* Given request: Count the lines in the records below that contain the string "Input", treating uppercase and lowercase as different, and reply with only that number.

* Supplied data:
* * *
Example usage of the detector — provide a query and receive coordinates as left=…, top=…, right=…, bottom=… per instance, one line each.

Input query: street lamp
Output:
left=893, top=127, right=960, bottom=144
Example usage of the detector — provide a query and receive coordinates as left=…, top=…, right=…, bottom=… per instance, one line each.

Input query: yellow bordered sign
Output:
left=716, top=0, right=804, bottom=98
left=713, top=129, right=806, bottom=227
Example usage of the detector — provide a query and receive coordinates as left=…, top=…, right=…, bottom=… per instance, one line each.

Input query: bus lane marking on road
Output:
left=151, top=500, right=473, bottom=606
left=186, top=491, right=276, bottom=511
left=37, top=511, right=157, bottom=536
* * *
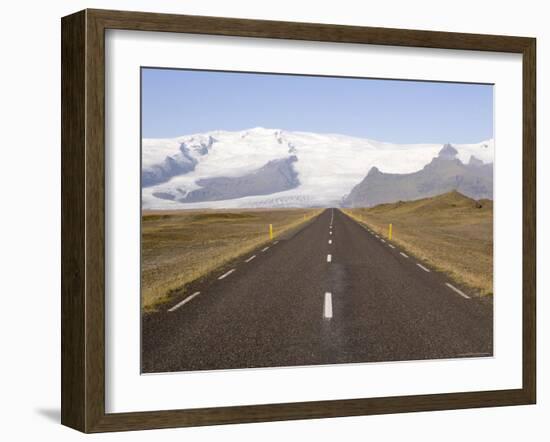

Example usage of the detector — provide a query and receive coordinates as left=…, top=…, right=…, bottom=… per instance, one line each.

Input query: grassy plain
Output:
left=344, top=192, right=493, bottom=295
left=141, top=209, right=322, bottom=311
* * *
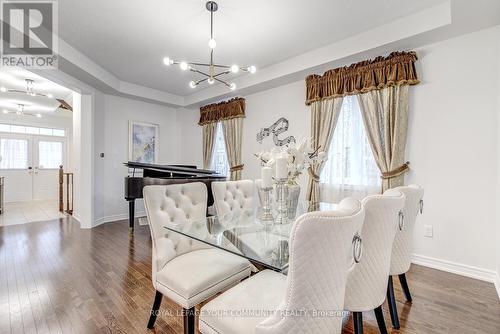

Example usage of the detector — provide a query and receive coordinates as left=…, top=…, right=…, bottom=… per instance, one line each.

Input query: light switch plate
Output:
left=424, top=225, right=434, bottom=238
* * *
* Complete answer: 5